-- Work request --
Please write out all the entries exactly, without the pictures.

----

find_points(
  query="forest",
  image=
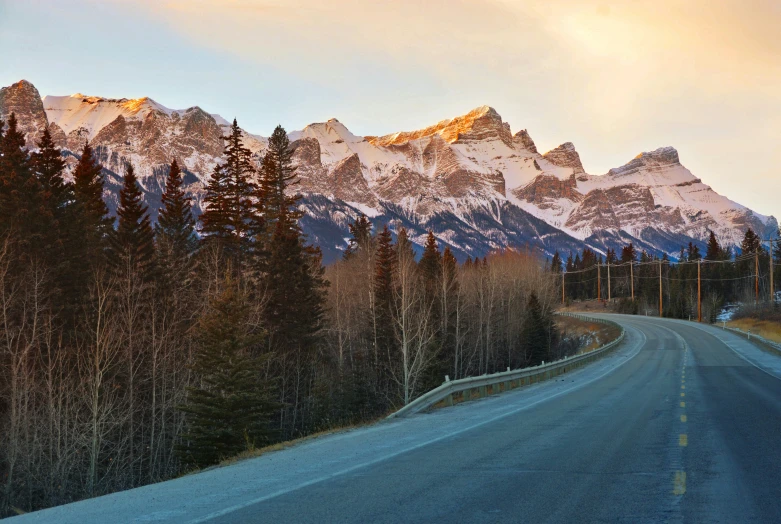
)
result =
(133, 352)
(640, 283)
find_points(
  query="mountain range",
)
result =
(469, 179)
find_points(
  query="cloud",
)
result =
(614, 77)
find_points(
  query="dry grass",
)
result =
(768, 329)
(600, 334)
(279, 446)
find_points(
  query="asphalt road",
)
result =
(680, 424)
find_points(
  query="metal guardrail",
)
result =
(510, 379)
(753, 336)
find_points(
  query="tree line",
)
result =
(726, 276)
(131, 352)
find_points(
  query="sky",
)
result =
(615, 78)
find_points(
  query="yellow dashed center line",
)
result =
(679, 483)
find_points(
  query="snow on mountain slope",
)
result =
(460, 174)
(92, 113)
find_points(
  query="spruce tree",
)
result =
(22, 206)
(713, 251)
(92, 223)
(360, 236)
(384, 300)
(132, 243)
(536, 332)
(693, 252)
(48, 166)
(231, 408)
(175, 228)
(751, 242)
(277, 175)
(430, 262)
(556, 263)
(228, 214)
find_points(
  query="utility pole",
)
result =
(772, 287)
(699, 293)
(599, 282)
(660, 289)
(756, 276)
(562, 287)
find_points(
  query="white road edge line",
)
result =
(258, 500)
(738, 353)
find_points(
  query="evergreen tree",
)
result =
(535, 332)
(175, 228)
(556, 263)
(132, 243)
(22, 206)
(751, 242)
(360, 236)
(430, 262)
(693, 254)
(273, 200)
(48, 166)
(713, 251)
(229, 209)
(628, 254)
(384, 296)
(230, 410)
(92, 223)
(277, 175)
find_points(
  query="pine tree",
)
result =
(92, 223)
(132, 243)
(175, 228)
(430, 262)
(230, 410)
(295, 289)
(277, 175)
(628, 254)
(360, 236)
(22, 206)
(535, 332)
(384, 293)
(404, 245)
(751, 242)
(713, 251)
(693, 252)
(291, 270)
(229, 209)
(777, 249)
(556, 263)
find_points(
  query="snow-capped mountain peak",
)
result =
(467, 178)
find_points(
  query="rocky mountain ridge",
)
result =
(469, 179)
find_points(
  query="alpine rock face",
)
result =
(471, 181)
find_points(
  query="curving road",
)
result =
(681, 424)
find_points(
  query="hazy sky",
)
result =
(614, 78)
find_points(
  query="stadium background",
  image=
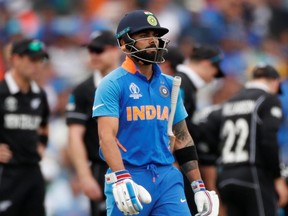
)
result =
(247, 31)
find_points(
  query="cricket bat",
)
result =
(174, 97)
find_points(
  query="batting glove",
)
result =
(207, 202)
(127, 194)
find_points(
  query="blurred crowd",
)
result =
(247, 32)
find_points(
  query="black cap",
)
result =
(263, 70)
(174, 56)
(100, 39)
(137, 21)
(33, 48)
(206, 52)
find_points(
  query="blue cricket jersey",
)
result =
(142, 107)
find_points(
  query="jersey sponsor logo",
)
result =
(239, 108)
(164, 91)
(21, 121)
(182, 200)
(276, 112)
(135, 91)
(35, 103)
(97, 106)
(71, 103)
(11, 104)
(148, 112)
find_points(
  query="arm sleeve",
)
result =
(270, 114)
(209, 129)
(46, 110)
(76, 108)
(106, 101)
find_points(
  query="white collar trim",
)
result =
(257, 85)
(14, 88)
(97, 78)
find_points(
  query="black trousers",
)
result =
(22, 190)
(248, 191)
(189, 195)
(99, 208)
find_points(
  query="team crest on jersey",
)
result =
(276, 112)
(35, 103)
(135, 91)
(164, 91)
(11, 104)
(71, 103)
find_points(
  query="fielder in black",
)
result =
(243, 133)
(23, 132)
(202, 67)
(83, 132)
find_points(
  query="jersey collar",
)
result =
(14, 88)
(257, 85)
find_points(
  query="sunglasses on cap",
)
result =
(96, 50)
(36, 46)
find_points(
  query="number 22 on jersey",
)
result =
(235, 134)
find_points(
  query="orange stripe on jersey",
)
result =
(129, 65)
(121, 146)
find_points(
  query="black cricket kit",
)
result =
(249, 157)
(21, 115)
(79, 111)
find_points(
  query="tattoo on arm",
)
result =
(182, 134)
(190, 165)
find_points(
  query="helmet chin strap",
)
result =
(143, 56)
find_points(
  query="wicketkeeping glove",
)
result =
(207, 202)
(127, 194)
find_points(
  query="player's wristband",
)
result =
(197, 186)
(117, 176)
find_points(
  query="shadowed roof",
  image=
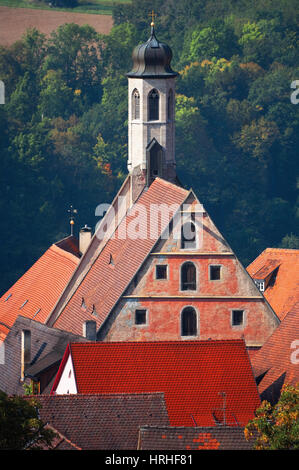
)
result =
(95, 422)
(191, 374)
(36, 292)
(284, 292)
(277, 362)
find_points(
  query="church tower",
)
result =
(151, 120)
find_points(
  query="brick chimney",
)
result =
(25, 351)
(84, 238)
(90, 330)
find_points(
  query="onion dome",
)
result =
(152, 59)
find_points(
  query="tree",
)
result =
(277, 427)
(20, 426)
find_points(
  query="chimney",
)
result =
(90, 330)
(25, 351)
(84, 238)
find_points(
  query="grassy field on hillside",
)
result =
(101, 7)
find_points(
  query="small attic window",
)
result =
(140, 317)
(161, 271)
(260, 284)
(94, 312)
(237, 317)
(215, 272)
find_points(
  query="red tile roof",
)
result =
(191, 374)
(284, 293)
(277, 361)
(194, 438)
(36, 292)
(104, 282)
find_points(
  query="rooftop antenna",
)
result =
(72, 211)
(223, 394)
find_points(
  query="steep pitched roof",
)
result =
(36, 292)
(118, 261)
(95, 422)
(47, 349)
(283, 292)
(193, 438)
(276, 362)
(191, 374)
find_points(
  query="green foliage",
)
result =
(20, 426)
(277, 427)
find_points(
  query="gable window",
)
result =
(135, 104)
(215, 273)
(189, 322)
(188, 276)
(237, 317)
(188, 236)
(140, 317)
(153, 105)
(161, 271)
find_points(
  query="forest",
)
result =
(64, 122)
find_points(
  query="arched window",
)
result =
(170, 105)
(189, 322)
(153, 105)
(188, 276)
(135, 104)
(188, 235)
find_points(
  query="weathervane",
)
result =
(72, 211)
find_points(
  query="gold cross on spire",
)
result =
(153, 15)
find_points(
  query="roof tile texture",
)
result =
(95, 422)
(36, 292)
(191, 374)
(193, 438)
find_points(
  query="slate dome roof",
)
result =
(152, 59)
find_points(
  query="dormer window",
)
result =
(188, 236)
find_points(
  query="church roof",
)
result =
(115, 265)
(192, 375)
(152, 59)
(282, 291)
(36, 292)
(276, 362)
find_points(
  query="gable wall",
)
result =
(213, 300)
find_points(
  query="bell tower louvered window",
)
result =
(153, 105)
(188, 276)
(135, 104)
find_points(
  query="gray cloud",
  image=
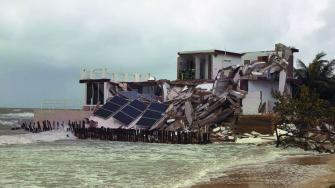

----

-- Exercise output --
find_points(
  query="forest",
  image=
)
result =
(133, 352)
(640, 283)
find_points(
  query="mountain range",
)
result =
(469, 179)
find_points(
  query="cloud",
)
result =
(614, 77)
find_points(
  query="dry grass",
)
result =
(768, 329)
(600, 334)
(279, 446)
find_points(
  query="asphalt road",
)
result =
(680, 424)
find_points(
  query="metal guardrail",
)
result =
(510, 379)
(753, 336)
find_points(
  query="tree line",
)
result =
(726, 276)
(131, 352)
find_points(
  query="sky",
)
result =
(615, 78)
find_points(
  query="yellow dashed center line",
)
result =
(679, 483)
find_points(
  query="snow on mountain slope",
)
result =
(460, 174)
(92, 113)
find_points(
  query="spruce tree",
)
result =
(22, 206)
(713, 251)
(92, 223)
(360, 236)
(384, 300)
(132, 243)
(536, 332)
(693, 252)
(48, 166)
(231, 408)
(175, 228)
(751, 242)
(277, 175)
(430, 262)
(556, 263)
(228, 214)
find_points(
  query="utility pole",
)
result =
(772, 287)
(699, 293)
(599, 282)
(660, 289)
(756, 276)
(562, 287)
find_points(
  query="white road edge line",
)
result =
(258, 500)
(738, 353)
find_points(
  query="evergreen tree",
)
result =
(535, 332)
(175, 228)
(556, 263)
(132, 243)
(22, 206)
(751, 242)
(360, 236)
(430, 262)
(693, 254)
(273, 200)
(48, 166)
(713, 251)
(229, 209)
(628, 254)
(384, 296)
(230, 410)
(92, 223)
(277, 175)
find_points(
  query="pine tree",
)
result =
(92, 223)
(132, 243)
(175, 228)
(430, 262)
(230, 410)
(295, 289)
(277, 175)
(628, 254)
(360, 236)
(22, 206)
(535, 332)
(384, 293)
(404, 245)
(751, 242)
(713, 251)
(693, 252)
(291, 270)
(229, 209)
(777, 249)
(556, 263)
find_points(
  query="snow-capped mountain peak",
)
result =
(467, 178)
find_points(
  query="rocky mountain ridge",
)
result =
(469, 179)
find_points(
  query="alpine rock face",
)
result =
(471, 181)
find_points(
  query="curving road",
)
result =
(681, 424)
find_points(
  query="hazy sky",
)
result =
(614, 78)
find_points(
  query="stadium background",
  image=
)
result =
(247, 31)
find_points(
  query="cricket bat",
)
result =
(174, 97)
find_points(
  query="batting glove",
)
result =
(207, 202)
(127, 194)
find_points(
  query="blurred crowd",
)
result =
(247, 32)
find_points(
  query="black cap",
)
result =
(263, 70)
(174, 56)
(100, 39)
(137, 21)
(33, 48)
(206, 52)
find_points(
  query="blue cricket jersey",
)
result =
(142, 107)
find_points(
  query="jersey sponsor logo",
)
result =
(239, 108)
(164, 91)
(21, 121)
(182, 200)
(276, 112)
(135, 91)
(35, 103)
(97, 106)
(71, 103)
(11, 104)
(148, 112)
find_points(
  query="arm sleeve",
)
result =
(270, 114)
(209, 129)
(46, 110)
(76, 108)
(106, 101)
find_points(
  query="white collar trim",
)
result =
(257, 85)
(14, 88)
(97, 78)
find_points(
  query="black trousers",
)
result =
(22, 190)
(248, 191)
(189, 195)
(99, 208)
find_points(
  query="team crest on jersey",
)
result =
(276, 112)
(35, 103)
(135, 91)
(164, 91)
(11, 104)
(71, 103)
find_points(
  query="fielder in black",
)
result =
(243, 133)
(23, 132)
(202, 67)
(83, 132)
find_points(
  query="jersey collar",
)
result =
(14, 88)
(257, 85)
find_points(
  query="sunglasses on cap",
)
result =
(96, 50)
(36, 46)
find_points(
  query="number 22 on jersey",
)
result =
(235, 134)
find_points(
  query="orange stripe on jersey",
)
result =
(129, 65)
(121, 146)
find_points(
  query="black cricket kit",
)
result =
(249, 157)
(21, 115)
(79, 111)
find_points(
  query="tattoo on arm",
)
result =
(182, 134)
(190, 165)
find_points(
  query="helmet chin strap",
)
result =
(143, 56)
find_points(
  query="wicketkeeping glove",
)
result =
(207, 202)
(127, 194)
find_points(
  query="player's wristband",
)
result =
(197, 186)
(117, 176)
find_points(
  query="shadowed roof",
  image=
)
result =
(95, 422)
(191, 374)
(36, 292)
(284, 292)
(277, 362)
find_points(
  query="church tower",
)
result =
(151, 120)
find_points(
  query="brick chimney",
)
result =
(25, 351)
(84, 238)
(90, 330)
find_points(
  query="onion dome",
)
result =
(152, 59)
find_points(
  query="tree",
)
result =
(277, 427)
(20, 426)
find_points(
  query="chimney",
)
result =
(90, 330)
(25, 351)
(84, 238)
find_points(
  query="grassy field on hillside",
)
result =
(101, 7)
find_points(
  query="small attic window",
)
result =
(140, 317)
(161, 271)
(260, 284)
(94, 312)
(237, 317)
(215, 272)
find_points(
  query="red tile roof",
)
result =
(191, 374)
(284, 293)
(277, 361)
(194, 438)
(36, 292)
(104, 282)
find_points(
  query="rooftop antenna",
)
result =
(72, 211)
(223, 394)
find_points(
  query="steep pitched roof",
)
result =
(36, 292)
(118, 261)
(95, 422)
(47, 349)
(283, 292)
(193, 438)
(276, 362)
(191, 374)
find_points(
  query="green foliage",
)
result =
(20, 426)
(277, 427)
find_points(
  query="gable window",
)
result =
(135, 104)
(215, 273)
(189, 322)
(188, 276)
(237, 317)
(188, 236)
(140, 317)
(153, 105)
(161, 271)
find_points(
  query="forest",
)
result =
(64, 122)
find_points(
  query="arched window",
)
result =
(170, 105)
(189, 322)
(153, 105)
(188, 276)
(135, 104)
(188, 235)
find_points(
  query="weathervane",
)
result =
(72, 211)
find_points(
  query="gold cross on spire",
)
result =
(153, 15)
find_points(
  query="roof tile texture",
)
result =
(95, 422)
(36, 292)
(191, 374)
(193, 438)
find_points(
  query="slate dome roof",
)
result =
(152, 59)
find_points(
  query="dormer window",
)
result =
(188, 236)
find_points(
  query="church roof",
)
result =
(115, 265)
(192, 375)
(152, 59)
(282, 291)
(36, 292)
(276, 362)
find_points(
  query="gable wall",
)
result =
(213, 300)
find_points(
  query="bell tower louvered window",
)
result =
(153, 105)
(188, 276)
(135, 104)
find_points(
  query="gray cloud",
  image=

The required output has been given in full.